=== Source material ===
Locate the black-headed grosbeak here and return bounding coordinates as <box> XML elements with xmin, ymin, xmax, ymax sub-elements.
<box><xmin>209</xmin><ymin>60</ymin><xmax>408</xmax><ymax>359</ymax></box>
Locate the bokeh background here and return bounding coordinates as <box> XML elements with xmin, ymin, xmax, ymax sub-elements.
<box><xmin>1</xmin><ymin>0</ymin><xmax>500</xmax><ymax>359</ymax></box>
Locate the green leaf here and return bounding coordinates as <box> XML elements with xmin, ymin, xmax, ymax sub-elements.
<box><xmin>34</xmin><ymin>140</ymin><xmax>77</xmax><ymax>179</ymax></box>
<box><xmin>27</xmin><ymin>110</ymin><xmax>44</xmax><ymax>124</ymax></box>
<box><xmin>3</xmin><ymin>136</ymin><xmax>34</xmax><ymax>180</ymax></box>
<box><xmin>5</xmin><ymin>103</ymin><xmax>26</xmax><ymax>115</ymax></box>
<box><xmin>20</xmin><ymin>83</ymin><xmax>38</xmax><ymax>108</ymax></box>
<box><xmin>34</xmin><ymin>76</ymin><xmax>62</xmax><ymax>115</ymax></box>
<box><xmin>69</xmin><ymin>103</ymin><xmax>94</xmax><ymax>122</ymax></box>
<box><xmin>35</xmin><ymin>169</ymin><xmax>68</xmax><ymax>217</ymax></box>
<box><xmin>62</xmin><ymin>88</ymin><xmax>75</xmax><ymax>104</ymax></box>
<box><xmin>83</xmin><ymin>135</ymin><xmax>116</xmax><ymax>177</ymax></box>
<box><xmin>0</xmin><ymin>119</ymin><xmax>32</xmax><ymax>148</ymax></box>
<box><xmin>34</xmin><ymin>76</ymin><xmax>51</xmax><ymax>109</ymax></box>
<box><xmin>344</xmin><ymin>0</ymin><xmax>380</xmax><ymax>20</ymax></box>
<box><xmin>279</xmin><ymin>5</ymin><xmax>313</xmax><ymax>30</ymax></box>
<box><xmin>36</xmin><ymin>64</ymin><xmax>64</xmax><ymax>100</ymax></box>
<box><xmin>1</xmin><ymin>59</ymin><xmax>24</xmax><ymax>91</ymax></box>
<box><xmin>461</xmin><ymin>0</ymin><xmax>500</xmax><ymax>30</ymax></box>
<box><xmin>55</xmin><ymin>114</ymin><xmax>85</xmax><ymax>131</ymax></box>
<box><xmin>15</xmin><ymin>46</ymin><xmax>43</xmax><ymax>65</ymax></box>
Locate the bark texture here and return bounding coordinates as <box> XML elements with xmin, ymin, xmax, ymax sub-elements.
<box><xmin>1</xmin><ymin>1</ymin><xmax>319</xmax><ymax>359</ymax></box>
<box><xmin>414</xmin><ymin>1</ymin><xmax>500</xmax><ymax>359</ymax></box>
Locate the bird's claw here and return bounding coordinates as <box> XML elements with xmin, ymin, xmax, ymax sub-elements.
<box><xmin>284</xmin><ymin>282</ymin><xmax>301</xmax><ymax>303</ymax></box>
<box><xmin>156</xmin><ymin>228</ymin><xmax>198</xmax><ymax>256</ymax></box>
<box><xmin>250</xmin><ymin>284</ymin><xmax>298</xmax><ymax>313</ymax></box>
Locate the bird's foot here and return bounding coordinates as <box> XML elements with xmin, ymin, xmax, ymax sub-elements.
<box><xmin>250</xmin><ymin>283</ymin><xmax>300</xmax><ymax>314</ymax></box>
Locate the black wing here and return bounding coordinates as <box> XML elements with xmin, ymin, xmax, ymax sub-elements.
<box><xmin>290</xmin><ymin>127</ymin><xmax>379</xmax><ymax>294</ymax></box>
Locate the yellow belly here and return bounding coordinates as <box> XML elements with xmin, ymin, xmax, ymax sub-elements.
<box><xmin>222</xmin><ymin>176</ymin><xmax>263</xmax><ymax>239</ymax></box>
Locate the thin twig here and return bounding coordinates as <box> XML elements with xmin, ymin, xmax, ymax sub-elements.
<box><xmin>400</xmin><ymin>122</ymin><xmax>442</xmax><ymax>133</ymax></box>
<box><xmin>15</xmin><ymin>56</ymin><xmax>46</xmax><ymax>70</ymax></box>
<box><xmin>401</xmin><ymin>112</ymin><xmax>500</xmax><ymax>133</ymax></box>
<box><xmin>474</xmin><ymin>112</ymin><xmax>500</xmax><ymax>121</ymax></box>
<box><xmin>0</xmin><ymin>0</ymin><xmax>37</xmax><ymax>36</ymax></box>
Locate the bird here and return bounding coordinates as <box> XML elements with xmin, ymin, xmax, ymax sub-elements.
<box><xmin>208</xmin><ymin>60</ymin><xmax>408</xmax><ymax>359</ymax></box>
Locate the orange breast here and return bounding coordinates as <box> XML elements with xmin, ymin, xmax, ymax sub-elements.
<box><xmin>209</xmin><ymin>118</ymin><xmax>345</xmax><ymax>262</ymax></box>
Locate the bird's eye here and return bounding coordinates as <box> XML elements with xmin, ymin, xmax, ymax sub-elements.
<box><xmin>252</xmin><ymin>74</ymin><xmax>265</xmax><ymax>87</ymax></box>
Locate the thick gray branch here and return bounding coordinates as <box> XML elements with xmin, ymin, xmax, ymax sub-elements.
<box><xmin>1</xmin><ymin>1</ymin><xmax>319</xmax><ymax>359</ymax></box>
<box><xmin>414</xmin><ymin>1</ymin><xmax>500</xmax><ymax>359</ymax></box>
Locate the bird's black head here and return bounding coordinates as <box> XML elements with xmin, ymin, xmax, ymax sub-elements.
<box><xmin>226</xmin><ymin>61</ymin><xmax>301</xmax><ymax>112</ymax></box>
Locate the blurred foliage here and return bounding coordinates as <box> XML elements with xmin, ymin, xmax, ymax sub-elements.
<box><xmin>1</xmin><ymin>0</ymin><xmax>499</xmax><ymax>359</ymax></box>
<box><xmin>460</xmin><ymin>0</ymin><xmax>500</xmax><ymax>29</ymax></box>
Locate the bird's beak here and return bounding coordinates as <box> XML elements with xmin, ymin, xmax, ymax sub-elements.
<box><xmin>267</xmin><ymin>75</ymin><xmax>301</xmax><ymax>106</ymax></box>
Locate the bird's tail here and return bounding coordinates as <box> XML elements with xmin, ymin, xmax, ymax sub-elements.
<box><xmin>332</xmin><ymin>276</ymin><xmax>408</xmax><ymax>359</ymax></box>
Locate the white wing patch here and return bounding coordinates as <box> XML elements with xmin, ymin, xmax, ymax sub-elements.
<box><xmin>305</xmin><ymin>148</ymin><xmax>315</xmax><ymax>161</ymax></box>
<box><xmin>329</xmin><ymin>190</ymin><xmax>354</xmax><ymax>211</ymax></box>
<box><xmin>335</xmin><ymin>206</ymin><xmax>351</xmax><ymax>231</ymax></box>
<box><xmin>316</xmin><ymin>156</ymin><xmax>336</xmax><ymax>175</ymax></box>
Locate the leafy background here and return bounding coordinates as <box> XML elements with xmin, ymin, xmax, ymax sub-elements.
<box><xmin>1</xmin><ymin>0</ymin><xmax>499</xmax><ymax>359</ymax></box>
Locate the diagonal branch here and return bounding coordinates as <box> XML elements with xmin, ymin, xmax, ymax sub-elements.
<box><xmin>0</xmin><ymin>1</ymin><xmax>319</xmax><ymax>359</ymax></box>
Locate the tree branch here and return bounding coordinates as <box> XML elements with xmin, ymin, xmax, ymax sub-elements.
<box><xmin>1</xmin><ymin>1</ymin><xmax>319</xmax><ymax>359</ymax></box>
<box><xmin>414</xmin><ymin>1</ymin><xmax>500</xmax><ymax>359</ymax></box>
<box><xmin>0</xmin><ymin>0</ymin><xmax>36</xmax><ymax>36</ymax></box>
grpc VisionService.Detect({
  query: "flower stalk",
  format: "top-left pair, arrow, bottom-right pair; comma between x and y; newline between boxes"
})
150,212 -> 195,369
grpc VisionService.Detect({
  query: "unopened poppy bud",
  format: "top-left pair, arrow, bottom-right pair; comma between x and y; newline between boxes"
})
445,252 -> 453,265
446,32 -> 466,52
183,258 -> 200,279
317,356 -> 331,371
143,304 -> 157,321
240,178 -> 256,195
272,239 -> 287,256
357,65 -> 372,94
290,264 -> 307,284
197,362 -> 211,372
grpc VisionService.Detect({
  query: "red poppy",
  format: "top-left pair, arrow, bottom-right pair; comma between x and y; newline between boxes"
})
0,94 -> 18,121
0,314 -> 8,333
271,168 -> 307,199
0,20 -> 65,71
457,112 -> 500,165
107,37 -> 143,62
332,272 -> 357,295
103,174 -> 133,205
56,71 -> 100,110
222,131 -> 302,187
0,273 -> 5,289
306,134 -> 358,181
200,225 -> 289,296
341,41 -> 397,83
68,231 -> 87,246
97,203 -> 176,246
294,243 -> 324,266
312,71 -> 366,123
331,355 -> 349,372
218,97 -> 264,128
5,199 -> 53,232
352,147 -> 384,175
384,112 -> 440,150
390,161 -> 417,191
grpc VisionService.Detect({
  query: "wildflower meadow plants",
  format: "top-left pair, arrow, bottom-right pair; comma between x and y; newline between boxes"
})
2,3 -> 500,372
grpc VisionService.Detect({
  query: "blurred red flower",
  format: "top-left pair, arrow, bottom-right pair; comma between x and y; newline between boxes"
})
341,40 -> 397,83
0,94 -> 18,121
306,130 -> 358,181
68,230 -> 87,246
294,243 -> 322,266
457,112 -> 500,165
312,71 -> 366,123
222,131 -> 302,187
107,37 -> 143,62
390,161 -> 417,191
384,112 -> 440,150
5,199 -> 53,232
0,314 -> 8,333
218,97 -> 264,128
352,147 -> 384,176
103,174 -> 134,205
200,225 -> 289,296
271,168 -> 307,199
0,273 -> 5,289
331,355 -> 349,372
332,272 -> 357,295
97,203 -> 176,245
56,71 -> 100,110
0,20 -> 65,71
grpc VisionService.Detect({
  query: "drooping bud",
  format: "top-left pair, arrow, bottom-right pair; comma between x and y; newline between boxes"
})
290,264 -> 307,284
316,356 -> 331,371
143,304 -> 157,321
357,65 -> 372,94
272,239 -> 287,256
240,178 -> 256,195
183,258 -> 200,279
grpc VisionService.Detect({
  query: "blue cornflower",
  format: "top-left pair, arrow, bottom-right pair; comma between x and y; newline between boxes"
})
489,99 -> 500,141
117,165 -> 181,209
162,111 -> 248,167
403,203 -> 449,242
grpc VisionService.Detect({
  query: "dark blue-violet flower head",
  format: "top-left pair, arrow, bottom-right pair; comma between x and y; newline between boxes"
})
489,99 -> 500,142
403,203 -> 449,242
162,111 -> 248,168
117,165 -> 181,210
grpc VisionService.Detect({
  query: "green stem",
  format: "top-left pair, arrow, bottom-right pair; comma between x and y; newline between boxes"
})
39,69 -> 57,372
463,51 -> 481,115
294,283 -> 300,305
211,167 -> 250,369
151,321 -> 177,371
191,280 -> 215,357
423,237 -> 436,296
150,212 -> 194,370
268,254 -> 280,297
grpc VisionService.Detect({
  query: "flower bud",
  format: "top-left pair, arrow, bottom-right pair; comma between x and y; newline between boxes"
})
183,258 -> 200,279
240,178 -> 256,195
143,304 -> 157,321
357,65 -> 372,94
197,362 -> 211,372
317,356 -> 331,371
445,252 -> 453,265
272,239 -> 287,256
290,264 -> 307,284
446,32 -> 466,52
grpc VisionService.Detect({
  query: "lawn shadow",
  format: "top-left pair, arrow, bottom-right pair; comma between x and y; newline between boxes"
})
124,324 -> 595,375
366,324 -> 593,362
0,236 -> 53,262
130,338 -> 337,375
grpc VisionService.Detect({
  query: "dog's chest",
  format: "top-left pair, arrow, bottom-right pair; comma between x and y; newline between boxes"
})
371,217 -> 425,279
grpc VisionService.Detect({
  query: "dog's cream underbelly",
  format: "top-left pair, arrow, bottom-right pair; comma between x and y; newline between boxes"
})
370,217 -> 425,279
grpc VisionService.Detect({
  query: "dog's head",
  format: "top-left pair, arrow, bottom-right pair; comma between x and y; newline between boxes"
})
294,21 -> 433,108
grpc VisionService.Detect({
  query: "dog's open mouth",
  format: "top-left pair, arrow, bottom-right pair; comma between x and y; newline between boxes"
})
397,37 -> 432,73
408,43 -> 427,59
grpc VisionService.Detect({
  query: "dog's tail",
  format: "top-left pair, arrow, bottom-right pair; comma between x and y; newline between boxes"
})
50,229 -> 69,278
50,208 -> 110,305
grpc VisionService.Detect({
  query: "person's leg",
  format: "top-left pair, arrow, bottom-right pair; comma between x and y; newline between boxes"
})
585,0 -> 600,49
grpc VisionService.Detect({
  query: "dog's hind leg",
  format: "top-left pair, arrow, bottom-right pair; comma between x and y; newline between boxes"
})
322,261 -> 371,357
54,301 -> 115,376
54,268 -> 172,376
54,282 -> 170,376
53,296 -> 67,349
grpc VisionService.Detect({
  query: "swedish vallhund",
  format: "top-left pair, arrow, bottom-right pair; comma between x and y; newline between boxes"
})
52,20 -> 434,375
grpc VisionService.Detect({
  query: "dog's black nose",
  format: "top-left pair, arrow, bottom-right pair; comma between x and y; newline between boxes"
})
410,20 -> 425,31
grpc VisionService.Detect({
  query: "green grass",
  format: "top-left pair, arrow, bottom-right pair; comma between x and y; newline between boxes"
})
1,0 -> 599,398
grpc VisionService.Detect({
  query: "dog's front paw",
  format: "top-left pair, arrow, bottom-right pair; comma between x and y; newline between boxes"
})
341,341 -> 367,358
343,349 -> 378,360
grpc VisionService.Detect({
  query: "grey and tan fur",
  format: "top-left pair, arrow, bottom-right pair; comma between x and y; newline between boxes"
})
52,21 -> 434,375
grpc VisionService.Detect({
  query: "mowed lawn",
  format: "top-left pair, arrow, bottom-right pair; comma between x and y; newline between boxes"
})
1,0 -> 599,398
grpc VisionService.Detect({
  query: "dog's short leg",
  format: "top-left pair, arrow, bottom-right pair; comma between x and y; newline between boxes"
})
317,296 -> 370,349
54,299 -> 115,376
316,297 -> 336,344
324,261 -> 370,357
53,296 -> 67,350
===
# Work item:
Only lines holding the word "blue" are wanted; list them all from the material.

# Reply:
  query: "blue cornflower",
  query: "dark blue-violet flower head",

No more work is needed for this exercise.